Poll would only allow 10 options, so I will leave an "other" option.


----------



## lifes short

.338 win mag 210 Nosler Partition

The Nosler Partition is more important than the caliber


----------



## jpolson

300wsm with a partition or accubond. I like 300 win mag also...but having a short actions cuts the weight of the rifle by half a pound.


----------



## Critter

.340 Weatherby with a 225 grain Barnes TSX at 3100fps. 

I read about the .340 Weatherby in a Outdoor Life magazine back in the 60's and liked it then and love it now.


----------



## wyogoob

I have no favorite but harvested more elk with a .308 Remington Model 7 and 180 gr Partitions than anything. Most of the elk I kill are under 75 yards.

I think the last 4 elk I killed were with a .300 WSM, again in a lightweight Model 7.


----------



## Springville Shooter

300 Win Mag with a solid copper 180 grain bullet is tough to argue against. Mine is a Weatherby that the wife got me for Christmas a few years ago. Kicks way too hard, but is very accurate and killed everything I've aimed it at with one shot.-------SS


----------



## COWAN

300 mag shooting Remington core-lokt 180 grain bullets. These shoot the best from my rifle.


----------



## mikevanwilder

300 WM with 200 gr Accubonds. I have a Ruger M77 and love it. Even though it kicks like a pissed off mule!
But more than caliber is bullet choice when it comes to elk.


----------



## Loke

Where is the 243?

[Source records]

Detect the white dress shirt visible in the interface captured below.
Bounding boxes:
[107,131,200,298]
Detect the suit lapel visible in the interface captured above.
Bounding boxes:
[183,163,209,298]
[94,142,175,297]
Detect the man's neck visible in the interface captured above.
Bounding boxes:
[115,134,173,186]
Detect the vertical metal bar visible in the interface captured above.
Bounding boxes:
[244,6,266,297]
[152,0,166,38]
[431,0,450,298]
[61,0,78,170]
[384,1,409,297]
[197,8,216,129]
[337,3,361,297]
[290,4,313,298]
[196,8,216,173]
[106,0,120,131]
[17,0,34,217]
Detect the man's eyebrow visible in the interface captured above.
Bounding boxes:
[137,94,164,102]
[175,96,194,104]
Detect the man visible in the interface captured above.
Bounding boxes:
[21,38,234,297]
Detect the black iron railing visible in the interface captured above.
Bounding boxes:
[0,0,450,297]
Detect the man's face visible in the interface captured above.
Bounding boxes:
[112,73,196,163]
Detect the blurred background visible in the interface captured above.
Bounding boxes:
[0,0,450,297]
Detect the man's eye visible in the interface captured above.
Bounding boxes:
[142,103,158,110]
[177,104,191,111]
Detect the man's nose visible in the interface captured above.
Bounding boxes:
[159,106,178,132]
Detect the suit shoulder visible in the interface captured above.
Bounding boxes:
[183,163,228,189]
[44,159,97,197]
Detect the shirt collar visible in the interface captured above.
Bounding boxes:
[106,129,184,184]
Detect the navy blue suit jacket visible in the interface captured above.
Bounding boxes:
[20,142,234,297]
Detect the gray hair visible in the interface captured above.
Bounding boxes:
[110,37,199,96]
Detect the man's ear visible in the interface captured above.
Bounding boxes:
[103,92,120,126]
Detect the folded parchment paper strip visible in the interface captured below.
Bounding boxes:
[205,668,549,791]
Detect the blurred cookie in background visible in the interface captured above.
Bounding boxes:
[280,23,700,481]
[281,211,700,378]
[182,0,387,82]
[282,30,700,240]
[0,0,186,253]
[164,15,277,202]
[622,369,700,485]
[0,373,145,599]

Activity list ->
- a) Reproduce the elk rifle thread from "## Springville Shooter" up to and including "from my rifle.".
- b) In the elk rifle thread, in which magazine did Critter first read about the .340 Weatherby?
- c) Write the next part of the elk rifle thread, picking up after its final post.
The entries are material separate from the elk rifle thread.

Answers to each task ->
- a)
## Springville Shooter

300 Win Mag with a solid copper 180 grain bullet is tough to argue against. Mine is a Weatherby that the wife got me for Christmas a few years ago. Kicks way too hard, but is very accurate and killed everything I've aimed it at with one shot.-------SS


----------



## COWAN

300 mag shooting Remington core-lokt 180 grain bullets. These shoot the best from my rifle.

- b) Outdoor Life

- c)
----------



## Mauserwonk

Lots of 300 WM fans on this sight. And it is a great Elk round, but I cant tell you how many times I have seen guys with rounds like that over at Lee Kay show up and then pack it in after less than one box of shells. Not good. I voted other because I feel like the 338/06 is pretty much the perfect Elk round. It will take care of business out to 300+ yds, and anyone who cant get that close needs to work on their stalking skills.


----------



## Springville Shooter

Mauserwonk said:


> Lots of 300 WM fans on this sight. And it is a great Elk round, but I cant tell you how many times I have seen guys with rounds like that over at Lee Kay show up and then pack it in after less than one box of shells. Not good. I voted other because I feel like the 338/06 is pretty much the perfect Elk round. It will take care of business out to 300+ yds, and anyone who cant get that close needs to work on their stalking skills.


I agree. Many people have a 300 WM, very few can shoot one well. I must admit that I struggle to shoot mine well because of the recoil and or muzzle blast on my rifles that are braked. Only after years of practice developing good shooting discipline am I able to really shoot the big cartridges well. Even now, I will begin to develop bad habits and have to spend a few hours on the bench with a light kicker to get back in the swing of things.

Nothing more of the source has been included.